PROBLEM TO SOLVE: In the TDX erratum message below, what does writing a single byte of memory usually read in practice?

TEXT:
Re: [PATCH v12 21/22] x86/mce: Improve error log of kernel space TDX #MC due to erratum

From: Yuan Yao
Date: Fri Jul 07 2023 - 03:26:43 EST


On Tue, Jun 27, 2023 at 02:12:51AM +1200, Kai Huang wrote:
> The first few generations of TDX hardware have an erratum. Triggering
> it in Linux requires some kind of kernel bug involving relatively exotic
> memory writes to TDX private memory and will manifest via
> spurious-looking machine checks when reading the affected memory.
>
> == Background ==
>
> Virtually all kernel memory accesses operations happen in full
> cachelines. In practice, writing a "byte" of memory usually reads a 64
> byte cacheline of memory, modifies it, then writes the whole line back.
> Those operations do not trigger this problem.

EXTRACTED ENTRIES:
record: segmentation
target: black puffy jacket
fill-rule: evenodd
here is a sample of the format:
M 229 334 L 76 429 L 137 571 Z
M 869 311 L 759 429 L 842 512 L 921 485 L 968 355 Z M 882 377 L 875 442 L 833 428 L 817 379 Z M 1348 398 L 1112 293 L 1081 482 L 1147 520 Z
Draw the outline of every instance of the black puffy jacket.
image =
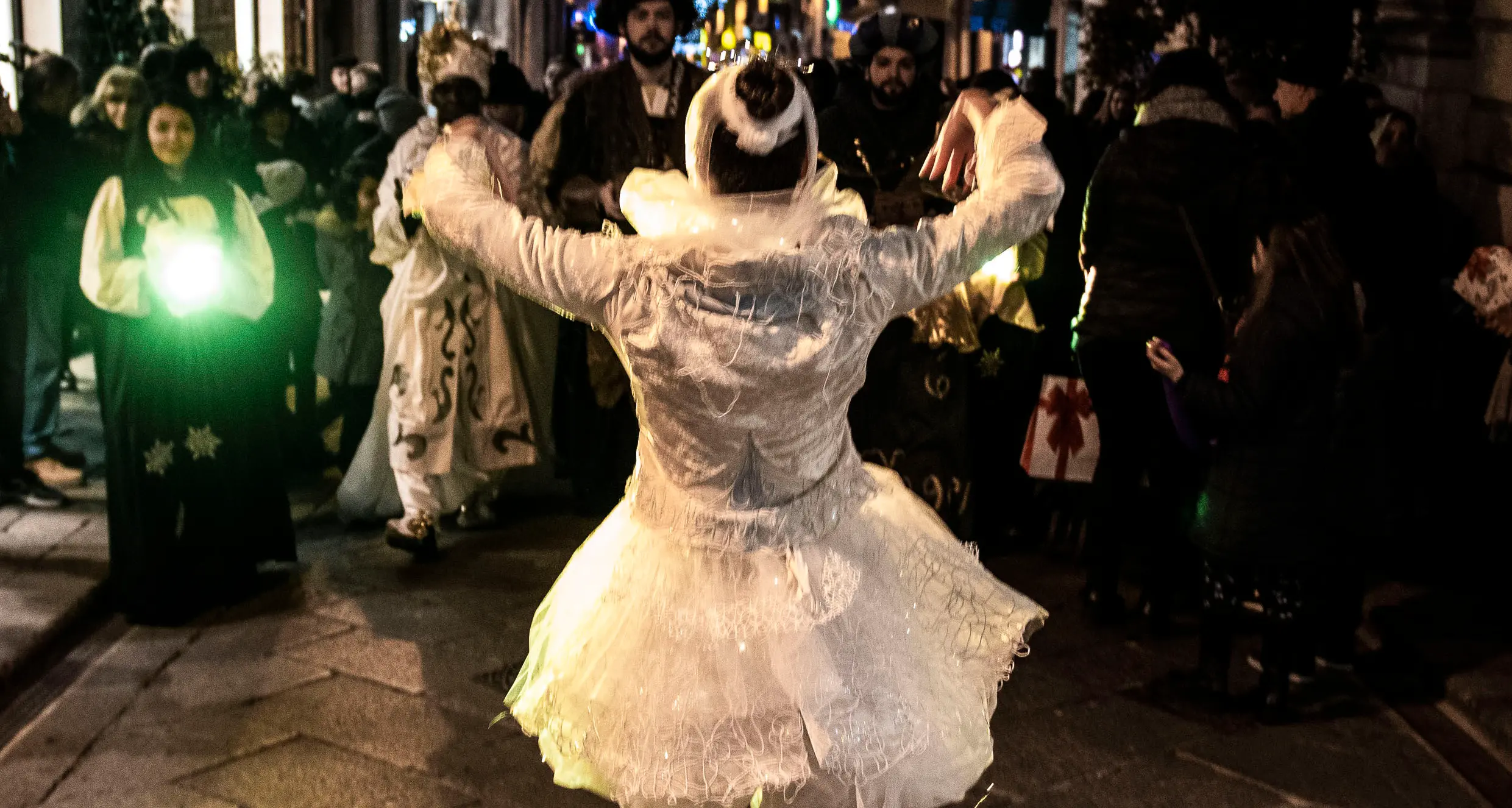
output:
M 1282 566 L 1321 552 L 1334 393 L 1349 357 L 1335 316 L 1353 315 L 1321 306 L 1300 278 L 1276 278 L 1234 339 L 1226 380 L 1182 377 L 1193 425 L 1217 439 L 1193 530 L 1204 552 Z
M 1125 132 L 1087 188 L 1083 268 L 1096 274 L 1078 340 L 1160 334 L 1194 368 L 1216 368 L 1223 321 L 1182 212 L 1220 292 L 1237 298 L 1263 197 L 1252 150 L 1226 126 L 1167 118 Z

* * *

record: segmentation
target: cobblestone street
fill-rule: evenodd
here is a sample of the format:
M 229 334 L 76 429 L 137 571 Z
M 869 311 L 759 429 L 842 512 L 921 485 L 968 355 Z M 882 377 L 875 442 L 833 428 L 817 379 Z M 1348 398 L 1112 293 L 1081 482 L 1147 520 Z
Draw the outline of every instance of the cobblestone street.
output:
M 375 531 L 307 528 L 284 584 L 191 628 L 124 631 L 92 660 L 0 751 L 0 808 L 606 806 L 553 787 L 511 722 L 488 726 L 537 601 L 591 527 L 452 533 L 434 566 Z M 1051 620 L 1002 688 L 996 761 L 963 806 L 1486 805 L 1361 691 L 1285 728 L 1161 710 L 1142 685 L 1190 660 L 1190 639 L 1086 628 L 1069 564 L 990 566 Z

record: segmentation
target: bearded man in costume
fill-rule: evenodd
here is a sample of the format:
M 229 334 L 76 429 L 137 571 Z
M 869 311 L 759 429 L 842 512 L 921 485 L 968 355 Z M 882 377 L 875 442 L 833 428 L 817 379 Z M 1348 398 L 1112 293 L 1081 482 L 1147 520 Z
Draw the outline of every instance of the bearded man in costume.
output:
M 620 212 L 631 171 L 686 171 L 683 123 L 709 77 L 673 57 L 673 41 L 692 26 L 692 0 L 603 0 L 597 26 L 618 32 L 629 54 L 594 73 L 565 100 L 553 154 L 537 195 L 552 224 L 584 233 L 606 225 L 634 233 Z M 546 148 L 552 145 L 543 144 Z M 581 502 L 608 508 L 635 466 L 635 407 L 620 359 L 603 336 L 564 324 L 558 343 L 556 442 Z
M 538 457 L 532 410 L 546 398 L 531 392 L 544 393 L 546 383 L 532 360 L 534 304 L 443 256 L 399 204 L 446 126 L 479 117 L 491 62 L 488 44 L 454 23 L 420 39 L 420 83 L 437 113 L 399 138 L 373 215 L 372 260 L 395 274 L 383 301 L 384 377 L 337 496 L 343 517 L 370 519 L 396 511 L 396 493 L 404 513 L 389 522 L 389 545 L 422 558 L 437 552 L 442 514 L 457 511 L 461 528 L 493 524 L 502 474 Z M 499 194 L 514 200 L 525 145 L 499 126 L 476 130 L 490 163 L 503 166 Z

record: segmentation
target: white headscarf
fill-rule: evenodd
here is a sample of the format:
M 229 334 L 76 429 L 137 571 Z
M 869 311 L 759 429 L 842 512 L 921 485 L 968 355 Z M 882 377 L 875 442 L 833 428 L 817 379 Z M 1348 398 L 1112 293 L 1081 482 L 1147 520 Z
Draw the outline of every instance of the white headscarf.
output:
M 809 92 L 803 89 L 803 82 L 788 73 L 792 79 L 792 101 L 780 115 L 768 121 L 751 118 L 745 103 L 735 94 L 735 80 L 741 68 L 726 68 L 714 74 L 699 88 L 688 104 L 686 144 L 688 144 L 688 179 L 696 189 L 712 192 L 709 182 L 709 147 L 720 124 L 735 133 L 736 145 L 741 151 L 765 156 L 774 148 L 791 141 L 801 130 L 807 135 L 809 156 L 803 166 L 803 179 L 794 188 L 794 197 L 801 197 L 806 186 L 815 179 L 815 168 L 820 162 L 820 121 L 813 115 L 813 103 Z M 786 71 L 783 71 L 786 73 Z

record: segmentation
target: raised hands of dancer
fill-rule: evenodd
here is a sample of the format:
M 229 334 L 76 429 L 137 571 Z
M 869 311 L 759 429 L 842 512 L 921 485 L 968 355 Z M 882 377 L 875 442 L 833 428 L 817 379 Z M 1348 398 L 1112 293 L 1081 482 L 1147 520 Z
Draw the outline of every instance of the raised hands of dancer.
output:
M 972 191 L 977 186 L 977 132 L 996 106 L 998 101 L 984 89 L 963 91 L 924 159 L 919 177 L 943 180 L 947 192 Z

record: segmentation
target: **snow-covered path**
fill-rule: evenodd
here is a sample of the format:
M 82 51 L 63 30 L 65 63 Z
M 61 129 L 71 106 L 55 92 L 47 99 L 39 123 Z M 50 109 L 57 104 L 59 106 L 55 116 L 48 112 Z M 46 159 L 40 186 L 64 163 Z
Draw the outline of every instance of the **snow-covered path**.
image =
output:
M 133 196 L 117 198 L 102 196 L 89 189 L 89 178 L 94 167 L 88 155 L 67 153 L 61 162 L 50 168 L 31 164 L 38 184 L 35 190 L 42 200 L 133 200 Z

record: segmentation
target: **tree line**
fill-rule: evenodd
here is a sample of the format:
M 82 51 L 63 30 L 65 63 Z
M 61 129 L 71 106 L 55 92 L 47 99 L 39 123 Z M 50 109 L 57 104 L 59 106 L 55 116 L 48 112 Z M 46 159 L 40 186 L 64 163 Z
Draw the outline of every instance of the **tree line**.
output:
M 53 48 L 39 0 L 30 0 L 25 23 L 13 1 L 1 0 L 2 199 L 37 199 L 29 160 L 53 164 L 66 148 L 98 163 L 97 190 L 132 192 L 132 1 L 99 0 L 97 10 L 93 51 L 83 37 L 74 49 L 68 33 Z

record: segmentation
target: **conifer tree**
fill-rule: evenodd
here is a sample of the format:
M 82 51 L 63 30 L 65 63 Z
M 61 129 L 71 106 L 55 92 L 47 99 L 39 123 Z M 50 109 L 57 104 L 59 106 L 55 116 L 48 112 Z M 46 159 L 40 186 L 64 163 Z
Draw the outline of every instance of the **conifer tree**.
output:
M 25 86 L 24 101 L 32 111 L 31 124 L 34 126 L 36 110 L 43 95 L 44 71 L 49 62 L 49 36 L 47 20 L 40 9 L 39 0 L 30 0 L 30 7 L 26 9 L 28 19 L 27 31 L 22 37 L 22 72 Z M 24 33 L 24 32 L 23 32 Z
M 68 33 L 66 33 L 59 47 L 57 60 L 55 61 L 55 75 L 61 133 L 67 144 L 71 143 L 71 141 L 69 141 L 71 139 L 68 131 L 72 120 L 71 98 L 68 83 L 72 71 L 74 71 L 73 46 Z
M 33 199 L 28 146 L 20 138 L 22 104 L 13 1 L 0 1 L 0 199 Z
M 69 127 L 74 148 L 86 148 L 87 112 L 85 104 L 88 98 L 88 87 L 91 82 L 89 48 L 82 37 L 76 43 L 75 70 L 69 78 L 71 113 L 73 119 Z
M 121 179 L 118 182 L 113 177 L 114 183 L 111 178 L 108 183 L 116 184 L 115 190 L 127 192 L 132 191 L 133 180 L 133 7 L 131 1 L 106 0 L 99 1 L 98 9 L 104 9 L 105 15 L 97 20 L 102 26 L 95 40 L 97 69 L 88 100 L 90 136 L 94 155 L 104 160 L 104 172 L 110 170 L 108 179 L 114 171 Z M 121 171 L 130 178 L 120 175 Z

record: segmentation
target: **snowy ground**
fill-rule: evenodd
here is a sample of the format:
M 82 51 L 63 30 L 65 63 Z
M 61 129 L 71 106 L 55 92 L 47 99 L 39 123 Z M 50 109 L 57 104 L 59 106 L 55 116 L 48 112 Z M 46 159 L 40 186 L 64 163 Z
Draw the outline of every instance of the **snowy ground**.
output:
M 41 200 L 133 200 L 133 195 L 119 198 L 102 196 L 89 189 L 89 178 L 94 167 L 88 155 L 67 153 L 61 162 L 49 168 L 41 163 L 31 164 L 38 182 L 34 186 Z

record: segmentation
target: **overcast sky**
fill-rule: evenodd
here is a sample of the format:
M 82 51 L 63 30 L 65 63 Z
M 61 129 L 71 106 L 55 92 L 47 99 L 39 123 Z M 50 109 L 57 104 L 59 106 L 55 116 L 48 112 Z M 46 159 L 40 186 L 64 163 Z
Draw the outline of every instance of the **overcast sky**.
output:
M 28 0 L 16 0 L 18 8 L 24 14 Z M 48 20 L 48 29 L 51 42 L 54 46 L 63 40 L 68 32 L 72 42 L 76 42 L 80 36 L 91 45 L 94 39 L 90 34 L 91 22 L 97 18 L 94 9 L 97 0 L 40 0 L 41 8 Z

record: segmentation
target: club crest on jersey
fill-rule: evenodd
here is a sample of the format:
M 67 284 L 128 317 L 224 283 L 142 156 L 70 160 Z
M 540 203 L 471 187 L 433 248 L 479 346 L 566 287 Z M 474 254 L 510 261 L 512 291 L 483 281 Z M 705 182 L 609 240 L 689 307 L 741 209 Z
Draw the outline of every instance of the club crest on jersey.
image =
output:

==

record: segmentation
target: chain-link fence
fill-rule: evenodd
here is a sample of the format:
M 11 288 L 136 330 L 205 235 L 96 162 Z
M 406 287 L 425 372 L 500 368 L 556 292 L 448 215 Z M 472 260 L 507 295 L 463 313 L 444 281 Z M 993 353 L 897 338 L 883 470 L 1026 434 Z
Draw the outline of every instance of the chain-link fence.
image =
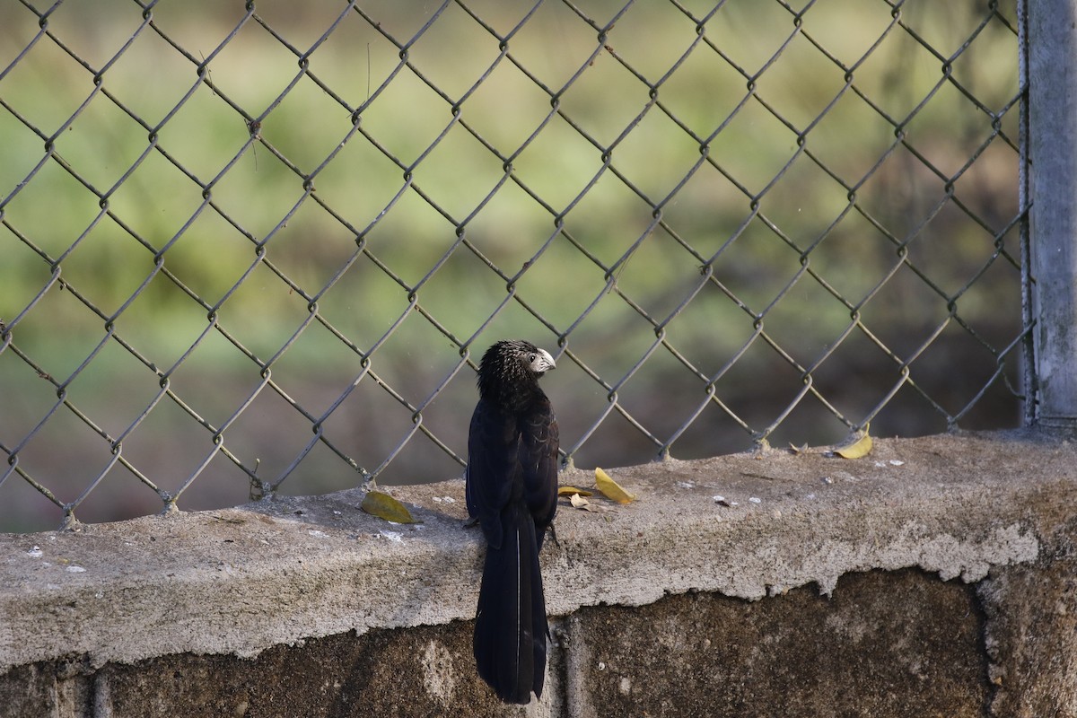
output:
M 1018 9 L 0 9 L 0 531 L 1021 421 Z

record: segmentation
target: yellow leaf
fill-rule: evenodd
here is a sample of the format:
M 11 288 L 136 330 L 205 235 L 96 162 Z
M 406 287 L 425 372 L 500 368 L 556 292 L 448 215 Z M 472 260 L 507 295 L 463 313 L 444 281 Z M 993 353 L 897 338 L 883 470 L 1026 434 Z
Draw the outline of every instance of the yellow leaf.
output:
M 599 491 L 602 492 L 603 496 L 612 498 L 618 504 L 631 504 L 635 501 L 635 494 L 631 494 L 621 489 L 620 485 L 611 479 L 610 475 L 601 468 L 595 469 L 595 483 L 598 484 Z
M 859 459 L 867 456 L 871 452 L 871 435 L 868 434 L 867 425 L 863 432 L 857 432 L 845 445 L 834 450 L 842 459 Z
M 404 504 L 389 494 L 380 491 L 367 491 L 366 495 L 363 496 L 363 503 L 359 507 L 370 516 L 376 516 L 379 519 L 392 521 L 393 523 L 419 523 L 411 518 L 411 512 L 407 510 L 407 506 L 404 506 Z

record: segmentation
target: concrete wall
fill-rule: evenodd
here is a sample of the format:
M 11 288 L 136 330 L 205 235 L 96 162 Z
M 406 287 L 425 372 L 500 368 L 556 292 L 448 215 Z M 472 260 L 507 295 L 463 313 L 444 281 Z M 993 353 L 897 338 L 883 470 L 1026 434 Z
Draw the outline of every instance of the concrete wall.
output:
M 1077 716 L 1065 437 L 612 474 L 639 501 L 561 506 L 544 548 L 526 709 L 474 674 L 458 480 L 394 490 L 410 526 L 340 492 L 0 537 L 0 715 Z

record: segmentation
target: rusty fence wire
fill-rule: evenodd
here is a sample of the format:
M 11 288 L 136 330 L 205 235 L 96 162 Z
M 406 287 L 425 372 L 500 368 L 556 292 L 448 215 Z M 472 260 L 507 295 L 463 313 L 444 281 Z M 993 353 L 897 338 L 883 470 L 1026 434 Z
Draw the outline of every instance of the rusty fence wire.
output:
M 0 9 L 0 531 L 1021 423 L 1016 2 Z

EXERCISE RESULT: A 64-byte cacheline of memory.